> _CHALLENGE A_
Update the listing starting with the line with "Should you be willing to segment every instance of the man's" and going on through the line with "M34 77L32 77L32", replacing "segment" with "outline" and leaving everything else unchanged. Return only those lines.

--- begin EXCERPT PROVIDED ---

This is mostly due to their bad experiences with colonialism. However, as many African states lack adequate political or military capacity to guarantee their sovereignty and independence, they continually rely on international support (Samkange, 2002). The African continent stands at a major cross-road where there is unanimous agreement that atrocities such as the 1994 Rwanda genocide and intra-state wars like Liberia, Sierra Leone and Burundi must be prevented from future re-occurrence (Ekiyor, 2007).South Sudan emerged in 2011 as the world’s newest country, and one of its least developed. After almost 40 years of civil war between the Sudan government and Southern insurgents, Southern Sudanese voted in January 2011 referendum to secede from Sudan, Just like many countries before it’s born of civil war. More than 2.5 million people were killed in the civil war and some 4.5 million were displaced.
South Sudan was devastated by the conflict, which hindered the development of basic infrastructure, human capital, and formal civilian institutions (Blanchard, 2016). What is both different and depressing, though, is that even after gaining independence and internationally recognized statehood, South Sudan, as a result of tribal and political conflict, is a country in name only (Knopf, 2016). Massive, chronic humanitarian needs persisted after independence, despite abundant natural resources, including oil fields from which Sudan had generated 75% of its oil production until separation (Blanchard, 2016).
Civil war officially broke out in December 2013, sparked by political conflict between President Salva Kiir and then First Vice President Riek Machar. The political dispute that triggered the crisis was not based on ethnic identity, but it overlapped with pre-existing ethnic and political grievances, sparking armed clashes and targeted ethnic killings in the capital, Juba, and then beyond. President Salva Kiir accused his former vice president, Riek Machar, of plotting a coup, a charge Machar continues to deny (Blanchard, 2016). Hundreds of civilians died in ensuing attacks reportedly targeting Machar’s ethnic group, the Nuer, in Juba in the first days of the conflict; revenge attacks by Nuer against Kiir’s ethnic group, the Dinka, followed, and the retaliatory violence spread. Machar, with the support of several senior Nuer military commanders, subsequently declared a rebellion (Blanchard, 2016).

--- end EXCERPT PROVIDED ---

> _CHALLENGE B_
Retype the passage on South Sudan word for word, starting with "South Sudan was" and going on through "separation (Blanchard, 2016).".

--- begin RECORDS PROVIDED ---

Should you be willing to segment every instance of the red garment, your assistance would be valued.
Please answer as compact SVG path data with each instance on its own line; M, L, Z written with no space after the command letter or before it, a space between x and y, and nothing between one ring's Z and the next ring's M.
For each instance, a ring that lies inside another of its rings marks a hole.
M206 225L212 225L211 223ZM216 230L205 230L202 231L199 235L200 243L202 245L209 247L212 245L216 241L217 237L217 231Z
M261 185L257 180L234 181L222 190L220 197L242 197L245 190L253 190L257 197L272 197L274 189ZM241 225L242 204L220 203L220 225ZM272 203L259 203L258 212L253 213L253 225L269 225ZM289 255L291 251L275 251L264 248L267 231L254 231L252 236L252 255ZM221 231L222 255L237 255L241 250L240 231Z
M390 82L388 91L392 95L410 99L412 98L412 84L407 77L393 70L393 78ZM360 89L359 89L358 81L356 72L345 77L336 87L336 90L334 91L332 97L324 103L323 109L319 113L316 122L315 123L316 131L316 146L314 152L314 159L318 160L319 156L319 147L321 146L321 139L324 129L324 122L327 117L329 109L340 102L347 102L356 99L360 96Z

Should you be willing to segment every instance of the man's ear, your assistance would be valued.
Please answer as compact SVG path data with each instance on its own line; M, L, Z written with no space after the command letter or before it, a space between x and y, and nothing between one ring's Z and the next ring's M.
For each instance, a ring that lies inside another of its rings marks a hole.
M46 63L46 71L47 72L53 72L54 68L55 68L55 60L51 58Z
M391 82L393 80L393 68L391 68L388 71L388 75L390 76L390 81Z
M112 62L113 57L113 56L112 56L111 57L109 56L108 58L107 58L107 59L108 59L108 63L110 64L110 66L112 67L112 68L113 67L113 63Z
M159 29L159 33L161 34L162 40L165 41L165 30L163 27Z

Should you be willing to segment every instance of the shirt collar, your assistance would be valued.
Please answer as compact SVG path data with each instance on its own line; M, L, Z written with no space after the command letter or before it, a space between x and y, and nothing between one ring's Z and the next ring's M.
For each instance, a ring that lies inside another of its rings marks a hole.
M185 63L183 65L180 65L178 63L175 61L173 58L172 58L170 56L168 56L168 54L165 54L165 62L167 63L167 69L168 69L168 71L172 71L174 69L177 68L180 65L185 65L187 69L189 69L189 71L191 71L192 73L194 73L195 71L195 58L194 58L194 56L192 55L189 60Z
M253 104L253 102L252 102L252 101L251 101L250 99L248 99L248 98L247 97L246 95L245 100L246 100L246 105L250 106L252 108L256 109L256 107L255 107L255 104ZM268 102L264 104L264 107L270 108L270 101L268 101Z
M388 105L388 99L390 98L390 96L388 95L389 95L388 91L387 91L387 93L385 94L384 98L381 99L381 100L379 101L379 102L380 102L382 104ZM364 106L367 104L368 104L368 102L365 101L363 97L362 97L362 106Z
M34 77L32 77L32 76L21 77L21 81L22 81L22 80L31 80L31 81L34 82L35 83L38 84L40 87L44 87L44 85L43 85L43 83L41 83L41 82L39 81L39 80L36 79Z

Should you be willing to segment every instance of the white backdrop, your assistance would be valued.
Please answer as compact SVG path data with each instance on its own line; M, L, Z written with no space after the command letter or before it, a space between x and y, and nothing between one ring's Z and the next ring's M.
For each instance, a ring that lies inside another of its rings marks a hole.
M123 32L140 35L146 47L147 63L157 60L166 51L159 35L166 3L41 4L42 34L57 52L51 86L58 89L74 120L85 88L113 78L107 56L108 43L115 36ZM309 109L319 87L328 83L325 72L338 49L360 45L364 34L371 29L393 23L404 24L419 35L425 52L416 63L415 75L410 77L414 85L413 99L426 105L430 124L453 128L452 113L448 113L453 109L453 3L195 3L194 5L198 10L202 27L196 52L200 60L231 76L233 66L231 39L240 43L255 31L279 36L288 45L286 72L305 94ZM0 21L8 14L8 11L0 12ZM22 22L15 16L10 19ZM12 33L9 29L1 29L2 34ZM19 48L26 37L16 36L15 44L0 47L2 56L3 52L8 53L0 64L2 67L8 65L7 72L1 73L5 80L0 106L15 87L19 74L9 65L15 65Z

--- end RECORDS PROVIDED ---

> _TASK ANSWER A_
Should you be willing to outline every instance of the man's ear, your assistance would be valued.
Please answer as compact SVG path data with each instance on its own line; M, L, Z written with no space after the command letter or before it, a space between x and y, and nothing between one ring's Z and the next ring's M.
For each instance, a ring that lies inside another of its rings marks a hole.
M46 63L46 71L47 72L53 72L54 68L55 68L55 60L51 58Z
M391 82L393 80L393 68L391 68L388 71L388 75L390 76L390 81Z
M112 62L113 57L113 56L112 56L111 57L109 56L108 58L107 58L107 59L108 59L108 63L110 64L110 66L112 67L112 68L113 67L113 63Z
M159 29L159 33L161 34L162 40L165 41L165 30L163 27Z

Should you be willing to outline every instance of the shirt collar, your assistance would be valued.
Please answer as compact SVG path data with each instance on its own line; M, L, Z written with no space after the command letter or before it, a space between x and y, and nothing between one ring's Z and the next ring's M.
For each instance, a ring that lies inside another of its rings marks a hole.
M185 63L183 65L180 65L178 63L175 61L173 58L172 58L170 56L168 56L168 54L165 54L165 62L167 63L167 69L168 69L168 71L172 71L174 69L177 68L180 65L185 65L187 69L189 69L189 71L191 71L192 73L194 73L195 71L195 58L194 58L194 56L192 55L189 60Z
M253 104L253 102L252 102L252 101L251 101L250 99L248 99L248 98L247 97L246 95L245 100L246 100L246 105L250 106L252 108L256 109L256 107L255 107L255 104ZM268 102L264 104L264 107L270 108L270 101L268 101Z
M388 105L388 99L390 98L390 96L388 95L389 95L388 91L387 91L387 93L385 94L384 98L381 99L381 100L379 101L379 102L380 102L382 104ZM364 106L367 104L368 104L368 102L365 101L363 97L362 97L362 106Z
M34 77L32 77L32 76L21 77L21 81L22 81L22 80L31 80L31 81L34 82L35 83L38 84L40 87L44 87L44 85L43 85L43 83L41 83L41 82L39 81L39 80L36 79Z

> _TASK ANSWER B_
South Sudan was devastated by the conflict, which hindered the development of basic infrastructure, human capital, and formal civilian institutions (Blanchard, 2016). What is both different and depressing, though, is that even after gaining independence and internationally recognized statehood, South Sudan, as a result of tribal and political conflict, is a country in name only (Knopf, 2016). Massive, chronic humanitarian needs persisted after independence, despite abundant natural resources, including oil fields from which Sudan had generated 75% of its oil production until separation (Blanchard, 2016).